- _Source passage_:
Museum display of a crumbling 19th-century book with dots of color on its pages, and a faded red cloth.
A color recipe notebook from an Italian wool dyer of the early 1800s. (Photo by Meredith Edlow, courtesy of Science History Institute.)

This chemical process took the world by storm. Now that dyes could be inexpensively made in a laboratory, colors could be created rather than sourced. Though Perkin patented his creation, his English patent wasn’t recognized internationally, and soon, other countries—especially France, Switzerland, the United States, and Germany—became leaders in this new technology. In America, dyes were often sold at pharmacies, and many pharmaceutical companies, including Bayer, Pfizer, and Novartis, were originally dye manufacturers.

- _Data excerpts_:
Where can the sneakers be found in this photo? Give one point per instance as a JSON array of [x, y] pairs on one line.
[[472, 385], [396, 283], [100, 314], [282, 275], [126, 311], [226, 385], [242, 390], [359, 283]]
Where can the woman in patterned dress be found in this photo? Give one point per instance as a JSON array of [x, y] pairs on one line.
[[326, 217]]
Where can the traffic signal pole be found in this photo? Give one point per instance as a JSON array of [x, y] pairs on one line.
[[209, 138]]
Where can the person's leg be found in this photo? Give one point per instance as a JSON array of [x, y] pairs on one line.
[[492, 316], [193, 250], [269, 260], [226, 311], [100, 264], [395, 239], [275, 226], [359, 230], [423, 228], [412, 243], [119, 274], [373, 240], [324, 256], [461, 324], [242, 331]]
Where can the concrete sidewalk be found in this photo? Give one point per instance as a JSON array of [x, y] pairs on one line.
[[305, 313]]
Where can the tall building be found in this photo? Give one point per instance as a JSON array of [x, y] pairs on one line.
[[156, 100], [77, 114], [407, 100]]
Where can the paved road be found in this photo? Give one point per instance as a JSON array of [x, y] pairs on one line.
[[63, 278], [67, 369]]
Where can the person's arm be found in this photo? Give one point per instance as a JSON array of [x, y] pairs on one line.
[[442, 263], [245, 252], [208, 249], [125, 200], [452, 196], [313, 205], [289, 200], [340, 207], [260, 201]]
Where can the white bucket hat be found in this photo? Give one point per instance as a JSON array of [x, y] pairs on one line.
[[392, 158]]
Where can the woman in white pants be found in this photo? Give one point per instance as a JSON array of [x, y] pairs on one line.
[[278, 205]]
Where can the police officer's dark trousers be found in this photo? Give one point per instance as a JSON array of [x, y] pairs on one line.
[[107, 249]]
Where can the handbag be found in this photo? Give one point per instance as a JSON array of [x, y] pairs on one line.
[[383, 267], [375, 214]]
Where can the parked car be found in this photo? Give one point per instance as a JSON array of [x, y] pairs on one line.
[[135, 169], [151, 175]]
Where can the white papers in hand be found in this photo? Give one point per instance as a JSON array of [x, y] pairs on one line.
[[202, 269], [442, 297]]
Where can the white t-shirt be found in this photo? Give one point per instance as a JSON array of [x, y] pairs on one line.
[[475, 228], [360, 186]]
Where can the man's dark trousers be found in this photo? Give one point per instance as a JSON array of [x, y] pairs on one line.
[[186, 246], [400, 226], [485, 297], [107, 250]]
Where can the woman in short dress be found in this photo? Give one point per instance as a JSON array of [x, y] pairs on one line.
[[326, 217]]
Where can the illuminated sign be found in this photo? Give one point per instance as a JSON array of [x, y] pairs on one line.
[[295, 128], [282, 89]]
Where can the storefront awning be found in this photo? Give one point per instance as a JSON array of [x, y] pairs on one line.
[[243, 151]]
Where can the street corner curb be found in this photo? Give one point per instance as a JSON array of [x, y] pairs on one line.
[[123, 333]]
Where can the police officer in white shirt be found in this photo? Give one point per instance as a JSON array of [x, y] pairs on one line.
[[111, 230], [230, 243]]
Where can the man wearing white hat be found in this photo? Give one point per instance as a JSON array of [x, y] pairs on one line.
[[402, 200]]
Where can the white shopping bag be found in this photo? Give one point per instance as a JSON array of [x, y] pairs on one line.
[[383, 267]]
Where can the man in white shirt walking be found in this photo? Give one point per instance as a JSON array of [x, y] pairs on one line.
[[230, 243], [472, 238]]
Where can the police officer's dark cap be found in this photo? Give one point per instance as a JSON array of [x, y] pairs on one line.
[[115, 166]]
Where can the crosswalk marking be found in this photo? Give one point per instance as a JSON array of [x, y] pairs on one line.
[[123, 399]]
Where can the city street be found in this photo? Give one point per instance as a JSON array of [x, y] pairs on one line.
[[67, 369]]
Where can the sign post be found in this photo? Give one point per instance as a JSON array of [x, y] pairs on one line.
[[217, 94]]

- _Problem statement_:
Please repeat the passage on synthetic dyes above word for word, from "A color recipe" to "originally dye manufacturers.".

- _Solution_:
A color recipe notebook from an Italian wool dyer of the early 1800s. (Photo by Meredith Edlow, courtesy of Science History Institute.)

This chemical process took the world by storm. Now that dyes could be inexpensively made in a laboratory, colors could be created rather than sourced. Though Perkin patented his creation, his English patent wasn’t recognized internationally, and soon, other countries—especially France, Switzerland, the United States, and Germany—became leaders in this new technology. In America, dyes were often sold at pharmacies, and many pharmaceutical companies, including Bayer, Pfizer, and Novartis, were originally dye manufacturers.